Gather every line of the listing below that contains the word "window", and copy each one in full.
◆ ◆ ◆ ◆ ◆ ◆ ◆
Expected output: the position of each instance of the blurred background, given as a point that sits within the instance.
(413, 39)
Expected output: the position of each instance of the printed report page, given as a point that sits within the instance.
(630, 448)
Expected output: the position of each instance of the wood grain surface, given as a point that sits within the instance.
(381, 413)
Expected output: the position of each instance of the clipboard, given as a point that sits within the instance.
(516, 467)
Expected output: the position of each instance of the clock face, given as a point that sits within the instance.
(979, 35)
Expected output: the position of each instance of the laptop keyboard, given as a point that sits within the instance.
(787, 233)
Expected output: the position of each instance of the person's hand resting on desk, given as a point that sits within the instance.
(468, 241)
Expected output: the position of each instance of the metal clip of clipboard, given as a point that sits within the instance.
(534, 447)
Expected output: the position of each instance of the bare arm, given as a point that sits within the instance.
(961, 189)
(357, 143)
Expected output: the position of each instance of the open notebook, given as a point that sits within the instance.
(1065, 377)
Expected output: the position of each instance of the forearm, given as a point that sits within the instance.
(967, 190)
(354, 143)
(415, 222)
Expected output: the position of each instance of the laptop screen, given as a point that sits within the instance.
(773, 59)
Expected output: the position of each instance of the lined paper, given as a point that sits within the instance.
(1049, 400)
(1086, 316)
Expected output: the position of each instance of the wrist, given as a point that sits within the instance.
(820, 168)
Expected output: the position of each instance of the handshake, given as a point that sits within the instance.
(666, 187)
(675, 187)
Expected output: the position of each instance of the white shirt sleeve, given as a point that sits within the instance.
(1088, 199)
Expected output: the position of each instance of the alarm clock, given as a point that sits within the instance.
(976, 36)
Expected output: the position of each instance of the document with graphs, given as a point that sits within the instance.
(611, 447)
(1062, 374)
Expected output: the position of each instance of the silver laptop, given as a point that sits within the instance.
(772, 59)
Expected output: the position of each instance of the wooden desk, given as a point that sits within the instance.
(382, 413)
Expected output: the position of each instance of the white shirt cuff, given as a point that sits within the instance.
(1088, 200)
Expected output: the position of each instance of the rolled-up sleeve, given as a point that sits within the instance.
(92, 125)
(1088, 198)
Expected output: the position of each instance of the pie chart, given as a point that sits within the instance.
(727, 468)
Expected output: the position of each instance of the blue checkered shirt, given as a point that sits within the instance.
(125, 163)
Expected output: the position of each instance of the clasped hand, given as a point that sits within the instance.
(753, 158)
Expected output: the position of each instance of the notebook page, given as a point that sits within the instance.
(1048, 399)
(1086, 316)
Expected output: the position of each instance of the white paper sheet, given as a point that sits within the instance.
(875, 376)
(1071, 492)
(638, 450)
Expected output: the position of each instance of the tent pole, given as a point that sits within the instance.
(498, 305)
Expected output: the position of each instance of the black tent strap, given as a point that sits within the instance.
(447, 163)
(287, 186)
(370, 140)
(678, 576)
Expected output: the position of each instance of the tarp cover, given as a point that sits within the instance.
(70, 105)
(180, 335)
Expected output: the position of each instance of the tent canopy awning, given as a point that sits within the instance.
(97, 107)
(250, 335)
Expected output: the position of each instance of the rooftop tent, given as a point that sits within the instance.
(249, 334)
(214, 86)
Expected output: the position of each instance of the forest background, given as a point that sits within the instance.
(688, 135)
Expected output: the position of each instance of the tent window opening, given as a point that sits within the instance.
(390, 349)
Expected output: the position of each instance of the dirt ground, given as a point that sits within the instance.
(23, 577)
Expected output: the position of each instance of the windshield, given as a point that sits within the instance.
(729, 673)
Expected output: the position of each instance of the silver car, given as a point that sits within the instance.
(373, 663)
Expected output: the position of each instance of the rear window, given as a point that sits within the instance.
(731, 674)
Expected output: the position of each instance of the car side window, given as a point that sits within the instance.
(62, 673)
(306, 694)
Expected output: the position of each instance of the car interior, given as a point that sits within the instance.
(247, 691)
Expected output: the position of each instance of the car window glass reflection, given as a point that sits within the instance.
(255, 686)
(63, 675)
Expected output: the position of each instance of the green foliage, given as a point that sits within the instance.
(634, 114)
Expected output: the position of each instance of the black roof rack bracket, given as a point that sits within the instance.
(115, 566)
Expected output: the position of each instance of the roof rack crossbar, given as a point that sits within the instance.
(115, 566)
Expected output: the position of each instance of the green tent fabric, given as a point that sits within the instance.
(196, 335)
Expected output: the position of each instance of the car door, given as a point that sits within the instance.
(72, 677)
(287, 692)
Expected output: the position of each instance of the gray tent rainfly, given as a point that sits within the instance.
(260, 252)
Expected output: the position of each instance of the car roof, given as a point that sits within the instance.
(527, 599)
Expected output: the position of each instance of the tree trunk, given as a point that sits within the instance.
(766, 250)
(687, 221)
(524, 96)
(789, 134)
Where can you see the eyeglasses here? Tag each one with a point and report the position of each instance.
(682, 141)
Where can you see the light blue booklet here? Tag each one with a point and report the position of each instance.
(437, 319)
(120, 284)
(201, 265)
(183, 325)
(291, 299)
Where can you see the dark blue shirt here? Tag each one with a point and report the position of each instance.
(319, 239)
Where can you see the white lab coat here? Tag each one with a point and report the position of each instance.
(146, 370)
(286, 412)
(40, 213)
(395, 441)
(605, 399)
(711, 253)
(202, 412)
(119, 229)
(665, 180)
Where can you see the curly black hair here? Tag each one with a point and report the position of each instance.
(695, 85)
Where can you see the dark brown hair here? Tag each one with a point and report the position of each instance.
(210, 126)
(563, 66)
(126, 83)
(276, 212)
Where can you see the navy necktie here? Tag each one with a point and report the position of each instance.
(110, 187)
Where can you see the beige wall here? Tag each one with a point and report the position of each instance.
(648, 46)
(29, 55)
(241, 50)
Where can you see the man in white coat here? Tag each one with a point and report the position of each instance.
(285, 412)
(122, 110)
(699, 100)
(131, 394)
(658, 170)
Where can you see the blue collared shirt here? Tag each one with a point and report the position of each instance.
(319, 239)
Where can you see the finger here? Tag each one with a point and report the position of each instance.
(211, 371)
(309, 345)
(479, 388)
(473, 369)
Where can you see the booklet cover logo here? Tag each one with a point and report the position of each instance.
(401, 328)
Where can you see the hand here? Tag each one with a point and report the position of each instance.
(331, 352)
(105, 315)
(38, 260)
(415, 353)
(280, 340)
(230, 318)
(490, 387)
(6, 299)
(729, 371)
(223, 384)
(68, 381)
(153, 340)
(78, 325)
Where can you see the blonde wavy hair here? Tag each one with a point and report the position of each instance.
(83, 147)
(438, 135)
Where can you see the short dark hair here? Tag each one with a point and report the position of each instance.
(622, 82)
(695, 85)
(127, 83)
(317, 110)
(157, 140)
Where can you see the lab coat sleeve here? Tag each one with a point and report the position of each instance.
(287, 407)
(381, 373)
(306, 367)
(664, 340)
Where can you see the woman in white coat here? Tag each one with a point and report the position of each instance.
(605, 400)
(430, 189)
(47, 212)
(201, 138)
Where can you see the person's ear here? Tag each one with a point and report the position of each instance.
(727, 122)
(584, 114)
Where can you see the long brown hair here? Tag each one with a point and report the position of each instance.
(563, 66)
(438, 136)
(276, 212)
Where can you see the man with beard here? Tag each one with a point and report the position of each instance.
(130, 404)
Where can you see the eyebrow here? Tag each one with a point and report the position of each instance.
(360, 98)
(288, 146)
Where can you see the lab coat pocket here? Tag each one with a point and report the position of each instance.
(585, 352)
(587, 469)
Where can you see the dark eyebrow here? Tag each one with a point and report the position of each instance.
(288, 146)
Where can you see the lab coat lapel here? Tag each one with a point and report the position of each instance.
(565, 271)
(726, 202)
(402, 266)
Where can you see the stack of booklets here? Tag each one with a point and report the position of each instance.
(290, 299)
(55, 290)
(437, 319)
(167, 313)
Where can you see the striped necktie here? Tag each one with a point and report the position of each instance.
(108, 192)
◆ ◆ ◆ ◆ ◆ ◆ ◆
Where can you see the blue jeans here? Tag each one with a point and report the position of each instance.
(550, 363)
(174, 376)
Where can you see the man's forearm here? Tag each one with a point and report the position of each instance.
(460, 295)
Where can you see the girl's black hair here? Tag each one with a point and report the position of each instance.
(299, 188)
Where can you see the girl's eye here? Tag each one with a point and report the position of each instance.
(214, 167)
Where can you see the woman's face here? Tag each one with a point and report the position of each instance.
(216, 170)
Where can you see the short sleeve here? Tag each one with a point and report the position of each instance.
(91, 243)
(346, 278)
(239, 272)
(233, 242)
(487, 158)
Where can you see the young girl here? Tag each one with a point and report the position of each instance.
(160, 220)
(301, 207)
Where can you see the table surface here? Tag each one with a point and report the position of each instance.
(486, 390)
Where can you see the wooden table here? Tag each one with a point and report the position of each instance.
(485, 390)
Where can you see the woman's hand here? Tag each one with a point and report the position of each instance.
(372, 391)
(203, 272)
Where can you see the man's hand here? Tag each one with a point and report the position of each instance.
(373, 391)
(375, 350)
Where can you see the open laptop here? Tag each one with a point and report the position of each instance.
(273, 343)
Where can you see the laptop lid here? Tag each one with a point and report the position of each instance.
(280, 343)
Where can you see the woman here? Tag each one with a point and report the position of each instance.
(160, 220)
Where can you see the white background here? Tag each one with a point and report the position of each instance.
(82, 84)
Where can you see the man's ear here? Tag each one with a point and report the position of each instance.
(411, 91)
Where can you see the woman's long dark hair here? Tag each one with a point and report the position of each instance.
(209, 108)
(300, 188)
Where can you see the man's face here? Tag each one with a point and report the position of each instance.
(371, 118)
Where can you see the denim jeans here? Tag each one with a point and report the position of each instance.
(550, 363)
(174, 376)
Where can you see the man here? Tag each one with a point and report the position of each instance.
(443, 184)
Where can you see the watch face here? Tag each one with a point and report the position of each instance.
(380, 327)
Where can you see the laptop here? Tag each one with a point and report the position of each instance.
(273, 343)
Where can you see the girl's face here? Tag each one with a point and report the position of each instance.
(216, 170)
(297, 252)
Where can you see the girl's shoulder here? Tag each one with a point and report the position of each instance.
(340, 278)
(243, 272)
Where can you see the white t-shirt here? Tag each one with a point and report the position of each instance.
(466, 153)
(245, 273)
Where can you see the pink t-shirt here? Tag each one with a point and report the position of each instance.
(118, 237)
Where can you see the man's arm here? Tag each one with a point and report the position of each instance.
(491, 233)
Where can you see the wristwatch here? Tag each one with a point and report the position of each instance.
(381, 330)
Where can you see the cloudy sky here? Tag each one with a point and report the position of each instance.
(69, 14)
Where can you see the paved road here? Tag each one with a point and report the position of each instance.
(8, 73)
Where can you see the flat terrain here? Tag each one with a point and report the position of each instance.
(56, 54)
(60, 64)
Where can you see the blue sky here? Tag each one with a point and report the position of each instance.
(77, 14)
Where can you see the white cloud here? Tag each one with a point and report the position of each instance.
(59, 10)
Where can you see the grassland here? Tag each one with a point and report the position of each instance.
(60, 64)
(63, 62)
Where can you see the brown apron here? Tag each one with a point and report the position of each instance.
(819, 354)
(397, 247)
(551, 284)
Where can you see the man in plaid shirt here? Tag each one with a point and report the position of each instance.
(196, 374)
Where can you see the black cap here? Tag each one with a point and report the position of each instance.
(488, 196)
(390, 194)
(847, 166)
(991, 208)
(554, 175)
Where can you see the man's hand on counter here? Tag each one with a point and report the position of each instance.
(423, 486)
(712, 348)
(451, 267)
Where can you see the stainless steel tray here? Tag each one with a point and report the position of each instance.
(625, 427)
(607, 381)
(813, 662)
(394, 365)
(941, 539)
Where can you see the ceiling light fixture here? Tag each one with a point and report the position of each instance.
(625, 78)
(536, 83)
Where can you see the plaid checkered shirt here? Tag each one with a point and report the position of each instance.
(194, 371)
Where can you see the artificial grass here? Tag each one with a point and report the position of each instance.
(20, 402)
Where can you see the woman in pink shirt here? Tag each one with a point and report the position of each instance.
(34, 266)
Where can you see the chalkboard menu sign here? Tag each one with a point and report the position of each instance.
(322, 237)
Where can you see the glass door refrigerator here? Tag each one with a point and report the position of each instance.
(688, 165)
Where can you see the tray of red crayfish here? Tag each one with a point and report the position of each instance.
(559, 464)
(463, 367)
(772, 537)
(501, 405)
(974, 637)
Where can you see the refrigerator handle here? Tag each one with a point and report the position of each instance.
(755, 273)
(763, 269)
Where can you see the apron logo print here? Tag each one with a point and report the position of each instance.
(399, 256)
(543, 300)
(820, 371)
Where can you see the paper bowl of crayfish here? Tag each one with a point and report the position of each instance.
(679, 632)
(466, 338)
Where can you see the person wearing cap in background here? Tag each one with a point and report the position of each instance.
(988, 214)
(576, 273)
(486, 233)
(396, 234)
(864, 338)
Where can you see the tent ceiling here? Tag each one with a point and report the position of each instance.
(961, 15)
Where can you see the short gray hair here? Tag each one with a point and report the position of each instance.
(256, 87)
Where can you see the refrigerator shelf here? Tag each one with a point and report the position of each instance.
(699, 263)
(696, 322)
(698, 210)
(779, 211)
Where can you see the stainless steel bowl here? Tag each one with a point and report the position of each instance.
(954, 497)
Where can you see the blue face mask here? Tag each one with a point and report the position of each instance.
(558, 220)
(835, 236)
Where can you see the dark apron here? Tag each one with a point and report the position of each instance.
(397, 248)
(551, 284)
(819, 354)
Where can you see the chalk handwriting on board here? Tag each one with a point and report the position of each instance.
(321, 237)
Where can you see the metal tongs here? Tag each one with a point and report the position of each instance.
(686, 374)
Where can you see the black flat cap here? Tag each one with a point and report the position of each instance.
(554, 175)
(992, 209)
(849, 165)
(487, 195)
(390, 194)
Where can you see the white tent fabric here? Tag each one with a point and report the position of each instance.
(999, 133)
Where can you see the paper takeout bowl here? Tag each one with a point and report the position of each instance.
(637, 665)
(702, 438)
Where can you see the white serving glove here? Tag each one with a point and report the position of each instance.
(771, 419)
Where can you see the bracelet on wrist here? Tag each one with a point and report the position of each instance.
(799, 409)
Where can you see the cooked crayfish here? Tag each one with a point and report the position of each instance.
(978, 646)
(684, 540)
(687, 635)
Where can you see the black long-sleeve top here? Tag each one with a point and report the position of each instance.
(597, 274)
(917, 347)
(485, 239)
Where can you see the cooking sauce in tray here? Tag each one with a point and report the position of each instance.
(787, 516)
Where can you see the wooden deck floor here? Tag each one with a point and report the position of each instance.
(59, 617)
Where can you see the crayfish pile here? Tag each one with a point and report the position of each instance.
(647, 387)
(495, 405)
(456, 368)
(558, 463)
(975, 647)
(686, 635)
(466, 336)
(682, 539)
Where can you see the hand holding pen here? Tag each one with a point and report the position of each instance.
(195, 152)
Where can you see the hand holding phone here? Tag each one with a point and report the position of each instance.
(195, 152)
◆ ◆ ◆ ◆ ◆ ◆ ◆
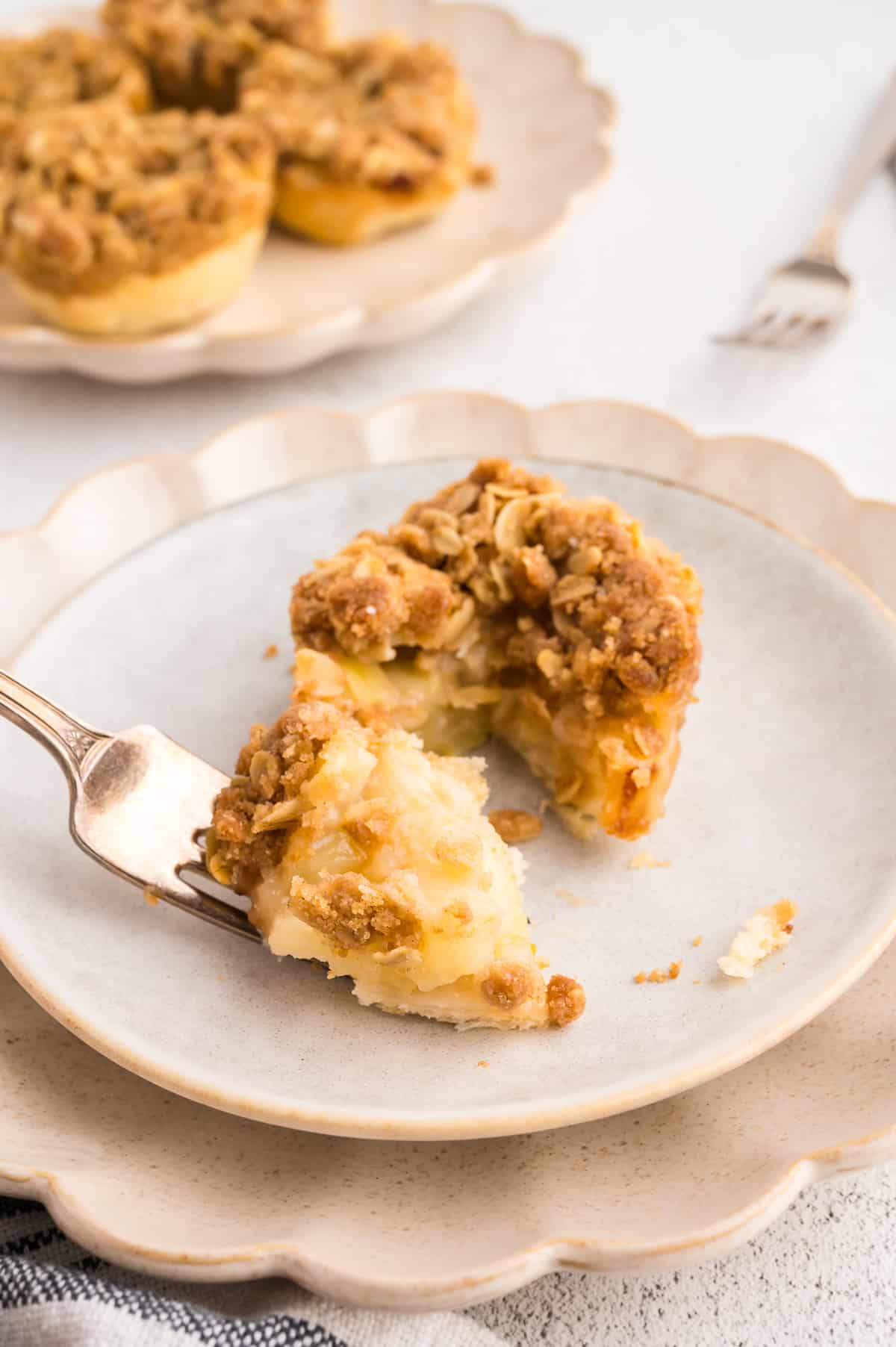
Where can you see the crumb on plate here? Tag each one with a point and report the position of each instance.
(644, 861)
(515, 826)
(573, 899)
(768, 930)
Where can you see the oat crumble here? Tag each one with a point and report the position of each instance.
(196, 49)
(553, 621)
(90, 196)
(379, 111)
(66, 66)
◆ ◆ ◆ ◆ ◆ ◆ ◆
■ RESULT OF THE TASK
Expected output: the position of each instance of the tent window opening, given as a point that sits within the instance.
Expected output: the position of each instance of the rear window, given as a point that sits within the instance.
Expected output: the position of each instance of the car side window, given as a point that sits within the instance.
Expected output: the position of each instance of the car window glass reflection, given as a point that sits within the instance.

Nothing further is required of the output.